▶ EXERCISE INSTRUCTIONS:
(A) In the article on copper, uranium and gold, what rate was the widely feared 60% tariff on Chinese imports scaled down to?
(B) Reproduce everything in the article on copper, uranium and gold from "Now, roughly two" down to "and where investors might find opportunities in 2025.".

A new era for copper, uranium and gold?

We take a deep dive into three commodities— copper, uranium and gold – and examine where investors might find opportunities in 2025.
Justin Lin

Global X ETFs

Last year, investors and analysts scrambled to predict what a second Trump presidency might mean for markets. Some envisioned a stock market boom driven by tax cuts and deregulation, while others braced for global chaos, fearing trade wars and geopolitical uncertainty. Indeed, the range of predictions reflected the sheer unpredictability of Trump’s policy agenda.

Now, roughly two months into Trump’s second term, many of those big questions remain unanswered. However, enough has transpired that those paying close attention can start to paint a clearer picture of what is unfolding. In this article, we take a deep dive into three commodities— copper, uranium and gold – and examine how Trump’s early moves have shaken things up and where investors might find opportunities in 2025.

Key Takeaways

  • Tariff-related concerns are still present, but much less prevalent than initially expected. Structural supply and demand should help temper some of the bearish sentiment that weighed on industrial commodities late last year.
  • A resolution in the Russia-Ukraine conflict could shift US foreign policy—the potential lifting of US sanctions presents downside risks for certain commodities, particularly those that have benefited from supply constraints.
  • Softer-than-expected tariff retaliation from China (so far) and a bullish innovation narrative could be supportive of Chinese economic resurgence, especially as signs suggest the economy has bottomed out.

Dr. Copper’s diagnosis is… mixed

Copper is integral to nearly every aspect of a healthy, growing economy. As such, its demand and pricing are often seen as a barometer of global economic health. This also meant it was among the first commodities to react to the policy uncertainty following Trump’s election in November. Tariffs, in particular, were a focal point. Markets expected 1) tariffs would significantly slow economic growth in targeted economies as demand for goods weakened, and 2) tit-for-tat retaliation could escalate into a global trade war, benefiting few while harming many.

Now, 50 days into Trump’s presidency, the administration’s approach to tariff enforcement has been more measured than anticipated. The first round of tariffs—a sweeping 25% tax that unexpectedly targeted Mexico and Canada—was delayed, while the widely feared 60% tariff on Chinese imports was scaled down to a more modest 10%. This shift led markets to believe that US tariffs would serve more as a negotiation tool than a revenue source, prompting copper to rally as much as 10% from its late 2024 lows.

However, as the second round of Trump’s tariffs comes into effect (25% on Canada, Mexico, and further 10% on China), the market dynamic is shifting once more. Here’s what we’re watching and expect for copper over the coming months.

▶ DATA TO EXAMINE:
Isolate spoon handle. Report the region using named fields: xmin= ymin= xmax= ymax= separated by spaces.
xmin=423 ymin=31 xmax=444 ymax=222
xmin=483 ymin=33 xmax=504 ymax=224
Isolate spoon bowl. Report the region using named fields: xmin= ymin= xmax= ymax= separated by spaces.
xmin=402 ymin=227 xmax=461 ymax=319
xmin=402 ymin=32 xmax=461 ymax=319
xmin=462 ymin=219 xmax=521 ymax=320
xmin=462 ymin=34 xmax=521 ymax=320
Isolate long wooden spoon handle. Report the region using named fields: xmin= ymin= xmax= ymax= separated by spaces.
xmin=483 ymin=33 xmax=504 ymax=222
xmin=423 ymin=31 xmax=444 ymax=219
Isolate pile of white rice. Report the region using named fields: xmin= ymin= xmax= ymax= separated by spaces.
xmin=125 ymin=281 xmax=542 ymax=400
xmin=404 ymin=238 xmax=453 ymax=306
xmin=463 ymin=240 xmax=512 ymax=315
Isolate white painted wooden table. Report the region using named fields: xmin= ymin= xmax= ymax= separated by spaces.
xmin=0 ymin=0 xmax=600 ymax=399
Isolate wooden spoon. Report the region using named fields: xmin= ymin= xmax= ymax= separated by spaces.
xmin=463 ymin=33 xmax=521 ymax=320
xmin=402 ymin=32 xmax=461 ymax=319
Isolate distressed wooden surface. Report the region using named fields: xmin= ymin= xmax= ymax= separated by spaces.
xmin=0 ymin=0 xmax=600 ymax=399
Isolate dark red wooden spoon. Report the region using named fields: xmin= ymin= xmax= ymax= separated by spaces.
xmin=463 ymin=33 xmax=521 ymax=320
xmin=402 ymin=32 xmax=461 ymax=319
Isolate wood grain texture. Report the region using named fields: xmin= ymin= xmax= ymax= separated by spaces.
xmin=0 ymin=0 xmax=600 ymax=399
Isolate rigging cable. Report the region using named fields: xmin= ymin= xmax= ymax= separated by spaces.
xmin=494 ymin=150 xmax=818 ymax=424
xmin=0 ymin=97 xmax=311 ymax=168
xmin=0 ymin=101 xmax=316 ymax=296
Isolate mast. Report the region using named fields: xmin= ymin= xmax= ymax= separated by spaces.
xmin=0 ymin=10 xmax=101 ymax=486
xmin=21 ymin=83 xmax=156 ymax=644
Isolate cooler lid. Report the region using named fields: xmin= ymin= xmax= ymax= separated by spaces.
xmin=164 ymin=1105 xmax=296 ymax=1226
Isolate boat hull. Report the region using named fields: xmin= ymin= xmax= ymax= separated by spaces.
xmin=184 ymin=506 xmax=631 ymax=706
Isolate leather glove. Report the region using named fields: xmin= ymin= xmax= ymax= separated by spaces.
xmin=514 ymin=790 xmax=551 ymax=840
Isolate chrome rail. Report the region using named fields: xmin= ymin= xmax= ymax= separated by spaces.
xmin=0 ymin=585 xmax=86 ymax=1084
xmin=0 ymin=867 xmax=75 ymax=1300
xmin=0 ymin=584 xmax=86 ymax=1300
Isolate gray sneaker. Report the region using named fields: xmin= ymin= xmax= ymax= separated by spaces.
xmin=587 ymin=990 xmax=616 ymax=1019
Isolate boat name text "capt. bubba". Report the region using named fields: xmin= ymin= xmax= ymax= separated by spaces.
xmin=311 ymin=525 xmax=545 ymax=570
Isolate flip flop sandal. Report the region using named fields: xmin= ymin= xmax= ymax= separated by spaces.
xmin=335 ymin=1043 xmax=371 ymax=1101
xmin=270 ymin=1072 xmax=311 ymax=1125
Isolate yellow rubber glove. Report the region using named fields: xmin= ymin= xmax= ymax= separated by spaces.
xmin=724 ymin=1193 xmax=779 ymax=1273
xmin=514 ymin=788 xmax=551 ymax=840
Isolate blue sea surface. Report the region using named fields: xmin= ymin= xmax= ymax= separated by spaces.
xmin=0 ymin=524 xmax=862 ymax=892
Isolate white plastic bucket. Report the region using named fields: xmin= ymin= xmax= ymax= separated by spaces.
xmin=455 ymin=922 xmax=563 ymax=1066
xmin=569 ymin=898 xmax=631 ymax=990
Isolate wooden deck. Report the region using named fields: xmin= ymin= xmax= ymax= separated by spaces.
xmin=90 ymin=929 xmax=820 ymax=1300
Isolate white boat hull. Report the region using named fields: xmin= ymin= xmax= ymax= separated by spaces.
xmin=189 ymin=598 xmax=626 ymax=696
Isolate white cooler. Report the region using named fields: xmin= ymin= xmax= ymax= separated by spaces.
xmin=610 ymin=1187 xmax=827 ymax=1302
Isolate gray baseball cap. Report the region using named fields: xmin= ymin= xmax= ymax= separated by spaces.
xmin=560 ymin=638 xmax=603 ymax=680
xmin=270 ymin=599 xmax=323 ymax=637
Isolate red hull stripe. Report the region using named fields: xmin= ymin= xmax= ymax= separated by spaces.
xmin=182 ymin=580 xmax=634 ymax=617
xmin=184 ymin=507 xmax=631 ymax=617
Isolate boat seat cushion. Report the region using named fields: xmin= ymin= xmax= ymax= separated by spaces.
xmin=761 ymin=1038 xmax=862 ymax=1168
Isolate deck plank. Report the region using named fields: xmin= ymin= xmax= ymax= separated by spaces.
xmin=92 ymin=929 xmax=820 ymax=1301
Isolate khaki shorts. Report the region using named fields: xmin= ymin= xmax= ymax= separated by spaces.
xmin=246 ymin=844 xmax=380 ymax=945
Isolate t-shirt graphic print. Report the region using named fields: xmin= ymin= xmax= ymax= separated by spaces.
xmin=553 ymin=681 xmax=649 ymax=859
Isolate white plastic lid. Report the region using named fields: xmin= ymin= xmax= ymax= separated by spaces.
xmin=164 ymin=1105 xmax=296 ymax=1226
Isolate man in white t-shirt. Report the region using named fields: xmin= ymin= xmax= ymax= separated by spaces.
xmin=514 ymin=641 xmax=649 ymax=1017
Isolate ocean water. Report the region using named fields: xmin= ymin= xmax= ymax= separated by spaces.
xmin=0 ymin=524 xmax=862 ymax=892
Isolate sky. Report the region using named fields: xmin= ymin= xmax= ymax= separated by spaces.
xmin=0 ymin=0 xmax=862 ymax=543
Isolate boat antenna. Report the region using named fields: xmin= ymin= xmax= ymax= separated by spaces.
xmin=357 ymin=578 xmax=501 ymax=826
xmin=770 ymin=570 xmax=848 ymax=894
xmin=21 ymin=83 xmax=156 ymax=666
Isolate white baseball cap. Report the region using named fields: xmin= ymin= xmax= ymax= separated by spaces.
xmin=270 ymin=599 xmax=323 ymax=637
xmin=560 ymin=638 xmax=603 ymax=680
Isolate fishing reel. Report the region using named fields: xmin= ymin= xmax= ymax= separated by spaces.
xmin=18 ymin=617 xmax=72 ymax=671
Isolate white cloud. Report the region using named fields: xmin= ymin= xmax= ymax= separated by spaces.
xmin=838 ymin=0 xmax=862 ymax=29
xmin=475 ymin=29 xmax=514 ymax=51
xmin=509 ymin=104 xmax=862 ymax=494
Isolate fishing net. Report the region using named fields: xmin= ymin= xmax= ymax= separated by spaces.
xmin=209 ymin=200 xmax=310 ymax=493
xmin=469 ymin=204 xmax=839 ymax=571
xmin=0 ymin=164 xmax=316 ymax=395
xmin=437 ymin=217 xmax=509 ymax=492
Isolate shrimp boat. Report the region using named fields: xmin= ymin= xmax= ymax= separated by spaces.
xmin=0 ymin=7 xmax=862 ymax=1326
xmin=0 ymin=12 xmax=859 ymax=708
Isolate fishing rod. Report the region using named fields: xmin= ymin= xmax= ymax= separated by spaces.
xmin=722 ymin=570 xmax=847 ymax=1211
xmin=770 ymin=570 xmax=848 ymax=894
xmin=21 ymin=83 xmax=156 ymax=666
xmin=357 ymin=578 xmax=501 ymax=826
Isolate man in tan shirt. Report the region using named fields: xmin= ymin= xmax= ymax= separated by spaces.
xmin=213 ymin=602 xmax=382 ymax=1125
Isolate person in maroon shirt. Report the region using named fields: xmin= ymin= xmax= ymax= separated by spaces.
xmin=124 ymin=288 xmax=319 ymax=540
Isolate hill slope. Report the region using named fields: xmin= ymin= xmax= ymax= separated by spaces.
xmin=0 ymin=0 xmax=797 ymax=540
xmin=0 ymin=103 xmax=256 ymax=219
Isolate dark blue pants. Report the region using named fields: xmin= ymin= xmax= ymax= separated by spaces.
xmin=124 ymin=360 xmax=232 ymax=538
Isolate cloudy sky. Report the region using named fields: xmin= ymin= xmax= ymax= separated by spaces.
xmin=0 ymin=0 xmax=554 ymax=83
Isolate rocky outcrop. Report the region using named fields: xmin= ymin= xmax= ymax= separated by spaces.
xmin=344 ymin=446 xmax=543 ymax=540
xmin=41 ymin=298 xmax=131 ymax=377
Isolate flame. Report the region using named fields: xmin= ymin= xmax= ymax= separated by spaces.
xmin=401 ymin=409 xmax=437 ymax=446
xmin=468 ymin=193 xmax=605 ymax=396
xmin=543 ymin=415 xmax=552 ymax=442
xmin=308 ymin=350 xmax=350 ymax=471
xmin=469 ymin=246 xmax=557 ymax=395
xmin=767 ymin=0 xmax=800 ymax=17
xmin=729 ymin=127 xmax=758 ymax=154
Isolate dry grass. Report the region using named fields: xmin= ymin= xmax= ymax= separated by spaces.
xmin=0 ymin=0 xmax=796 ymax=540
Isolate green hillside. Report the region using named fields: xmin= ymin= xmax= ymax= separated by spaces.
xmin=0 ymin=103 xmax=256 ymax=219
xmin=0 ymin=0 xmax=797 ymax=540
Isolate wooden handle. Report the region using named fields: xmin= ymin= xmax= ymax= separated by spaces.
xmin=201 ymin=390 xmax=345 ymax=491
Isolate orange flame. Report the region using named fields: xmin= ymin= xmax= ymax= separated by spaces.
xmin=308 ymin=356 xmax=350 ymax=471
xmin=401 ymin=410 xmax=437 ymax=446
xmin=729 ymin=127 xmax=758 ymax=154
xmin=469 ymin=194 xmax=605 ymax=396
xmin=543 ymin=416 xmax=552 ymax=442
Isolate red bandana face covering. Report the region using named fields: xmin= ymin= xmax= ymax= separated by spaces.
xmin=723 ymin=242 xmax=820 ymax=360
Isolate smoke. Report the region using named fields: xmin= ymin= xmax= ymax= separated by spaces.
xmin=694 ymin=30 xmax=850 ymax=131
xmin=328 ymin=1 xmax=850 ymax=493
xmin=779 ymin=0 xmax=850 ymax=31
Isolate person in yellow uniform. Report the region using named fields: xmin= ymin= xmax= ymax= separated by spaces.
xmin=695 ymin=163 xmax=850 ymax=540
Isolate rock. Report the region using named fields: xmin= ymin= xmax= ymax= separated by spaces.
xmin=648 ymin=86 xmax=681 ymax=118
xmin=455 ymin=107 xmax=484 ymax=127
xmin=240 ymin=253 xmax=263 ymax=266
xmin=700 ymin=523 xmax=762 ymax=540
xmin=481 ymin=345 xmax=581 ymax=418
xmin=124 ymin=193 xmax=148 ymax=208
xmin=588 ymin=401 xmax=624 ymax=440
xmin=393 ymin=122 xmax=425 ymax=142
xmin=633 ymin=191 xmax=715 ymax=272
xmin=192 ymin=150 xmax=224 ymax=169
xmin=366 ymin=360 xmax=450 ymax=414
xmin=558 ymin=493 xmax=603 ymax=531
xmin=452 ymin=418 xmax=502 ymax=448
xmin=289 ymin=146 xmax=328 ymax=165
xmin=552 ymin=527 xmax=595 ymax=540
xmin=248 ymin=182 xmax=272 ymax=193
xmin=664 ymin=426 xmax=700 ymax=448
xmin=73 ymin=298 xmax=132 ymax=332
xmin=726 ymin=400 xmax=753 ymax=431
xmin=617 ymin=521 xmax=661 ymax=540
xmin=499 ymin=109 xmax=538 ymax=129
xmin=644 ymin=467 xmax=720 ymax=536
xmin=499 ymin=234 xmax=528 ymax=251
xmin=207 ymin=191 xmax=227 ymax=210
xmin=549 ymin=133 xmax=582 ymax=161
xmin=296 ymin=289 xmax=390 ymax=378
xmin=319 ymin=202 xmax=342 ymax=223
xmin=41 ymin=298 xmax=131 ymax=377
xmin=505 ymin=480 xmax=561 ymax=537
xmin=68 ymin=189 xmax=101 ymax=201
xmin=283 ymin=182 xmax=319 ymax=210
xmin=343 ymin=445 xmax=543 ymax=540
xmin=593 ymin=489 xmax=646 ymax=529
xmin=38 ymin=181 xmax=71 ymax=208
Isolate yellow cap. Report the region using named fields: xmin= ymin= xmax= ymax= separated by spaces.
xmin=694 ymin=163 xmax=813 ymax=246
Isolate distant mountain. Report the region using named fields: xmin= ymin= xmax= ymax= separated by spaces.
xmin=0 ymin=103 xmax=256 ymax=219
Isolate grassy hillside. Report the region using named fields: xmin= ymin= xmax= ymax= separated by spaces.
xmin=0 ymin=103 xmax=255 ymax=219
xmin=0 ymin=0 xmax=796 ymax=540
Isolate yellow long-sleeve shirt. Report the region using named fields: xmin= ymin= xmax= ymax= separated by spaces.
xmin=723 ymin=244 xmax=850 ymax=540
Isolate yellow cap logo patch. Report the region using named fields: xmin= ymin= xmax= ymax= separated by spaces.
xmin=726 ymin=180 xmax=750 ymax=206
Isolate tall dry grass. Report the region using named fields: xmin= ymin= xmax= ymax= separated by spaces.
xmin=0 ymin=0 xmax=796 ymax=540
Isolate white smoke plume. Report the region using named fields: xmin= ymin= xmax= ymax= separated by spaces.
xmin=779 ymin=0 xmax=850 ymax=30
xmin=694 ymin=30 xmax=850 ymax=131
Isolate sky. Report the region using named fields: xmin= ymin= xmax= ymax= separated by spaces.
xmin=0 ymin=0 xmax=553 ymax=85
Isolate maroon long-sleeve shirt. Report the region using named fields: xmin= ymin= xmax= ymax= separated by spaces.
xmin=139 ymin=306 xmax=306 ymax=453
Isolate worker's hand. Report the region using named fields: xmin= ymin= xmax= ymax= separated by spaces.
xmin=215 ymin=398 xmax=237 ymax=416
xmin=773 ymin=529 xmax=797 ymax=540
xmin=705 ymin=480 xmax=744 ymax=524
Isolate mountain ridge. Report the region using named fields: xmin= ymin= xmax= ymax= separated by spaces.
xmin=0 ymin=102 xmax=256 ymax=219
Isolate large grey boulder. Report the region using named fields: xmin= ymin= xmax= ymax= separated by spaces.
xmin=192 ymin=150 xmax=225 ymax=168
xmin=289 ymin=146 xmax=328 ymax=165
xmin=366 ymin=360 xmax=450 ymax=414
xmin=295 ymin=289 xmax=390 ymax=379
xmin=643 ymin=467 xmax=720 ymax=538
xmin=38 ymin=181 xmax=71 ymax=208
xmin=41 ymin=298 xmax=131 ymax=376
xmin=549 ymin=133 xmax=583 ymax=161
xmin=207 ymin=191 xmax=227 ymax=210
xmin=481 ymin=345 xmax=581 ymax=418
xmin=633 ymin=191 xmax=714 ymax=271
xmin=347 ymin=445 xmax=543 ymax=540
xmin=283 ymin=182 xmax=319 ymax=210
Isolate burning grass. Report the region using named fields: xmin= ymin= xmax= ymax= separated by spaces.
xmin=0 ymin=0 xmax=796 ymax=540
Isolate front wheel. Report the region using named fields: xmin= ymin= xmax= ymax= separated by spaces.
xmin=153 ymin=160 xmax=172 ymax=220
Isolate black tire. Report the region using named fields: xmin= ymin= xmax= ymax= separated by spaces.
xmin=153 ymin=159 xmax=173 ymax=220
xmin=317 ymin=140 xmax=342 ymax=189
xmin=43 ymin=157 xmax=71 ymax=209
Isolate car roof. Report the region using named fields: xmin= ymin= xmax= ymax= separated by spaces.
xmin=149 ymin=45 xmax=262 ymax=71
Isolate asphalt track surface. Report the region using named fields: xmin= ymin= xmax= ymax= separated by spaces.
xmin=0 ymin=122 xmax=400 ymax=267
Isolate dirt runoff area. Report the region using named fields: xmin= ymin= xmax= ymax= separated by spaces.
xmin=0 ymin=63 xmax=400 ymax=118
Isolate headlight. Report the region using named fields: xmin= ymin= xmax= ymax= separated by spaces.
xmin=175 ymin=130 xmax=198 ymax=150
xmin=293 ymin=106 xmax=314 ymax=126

▶ ANSWERS BY ITEM NUMBER:
(A) A more modest 10%.

(B)
Now, roughly two months into Trump’s second term, many of those big questions remain unanswered. However, enough has transpired that those paying close attention can start to paint a clearer picture of what is unfolding. In this article, we take a deep dive into three commodities— copper, uranium and gold – and examine how Trump’s early moves have shaken things up and where investors might find opportunities in 2025.